**WHAT YOU SHOULD DO**
When the line containing "Target: power line" is reached, copy it and each subsequent line of the material below exactly, through the last line.

**MATERIAL SUPPLIED**
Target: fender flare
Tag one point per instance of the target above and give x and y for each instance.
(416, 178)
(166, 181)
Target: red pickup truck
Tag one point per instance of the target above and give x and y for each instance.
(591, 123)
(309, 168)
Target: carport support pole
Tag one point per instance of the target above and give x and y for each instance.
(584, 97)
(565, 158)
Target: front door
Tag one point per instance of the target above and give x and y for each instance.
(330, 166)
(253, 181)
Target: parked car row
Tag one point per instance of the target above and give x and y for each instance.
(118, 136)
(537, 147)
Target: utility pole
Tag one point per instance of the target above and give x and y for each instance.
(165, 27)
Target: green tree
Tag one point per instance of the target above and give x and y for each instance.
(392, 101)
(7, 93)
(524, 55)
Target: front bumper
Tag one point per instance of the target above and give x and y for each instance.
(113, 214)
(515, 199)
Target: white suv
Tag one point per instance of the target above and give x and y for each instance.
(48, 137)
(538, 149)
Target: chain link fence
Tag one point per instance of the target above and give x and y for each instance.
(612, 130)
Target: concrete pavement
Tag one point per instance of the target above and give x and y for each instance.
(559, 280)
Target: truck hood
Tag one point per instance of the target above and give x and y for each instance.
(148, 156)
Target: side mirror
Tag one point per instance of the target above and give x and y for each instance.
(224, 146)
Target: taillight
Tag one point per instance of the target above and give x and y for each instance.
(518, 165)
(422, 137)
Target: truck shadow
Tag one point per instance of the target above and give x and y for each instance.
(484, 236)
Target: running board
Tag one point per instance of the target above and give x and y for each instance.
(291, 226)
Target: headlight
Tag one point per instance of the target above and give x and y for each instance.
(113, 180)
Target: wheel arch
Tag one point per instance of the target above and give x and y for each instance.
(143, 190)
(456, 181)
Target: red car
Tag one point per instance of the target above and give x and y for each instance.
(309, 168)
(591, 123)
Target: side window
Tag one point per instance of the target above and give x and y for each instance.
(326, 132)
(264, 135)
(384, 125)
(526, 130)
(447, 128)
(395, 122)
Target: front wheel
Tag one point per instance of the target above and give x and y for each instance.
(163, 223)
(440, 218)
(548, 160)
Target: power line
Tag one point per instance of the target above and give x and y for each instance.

**ANSWER SPACE**
Target: power line
Tag one point per instance of the target above and give x and y for each instance.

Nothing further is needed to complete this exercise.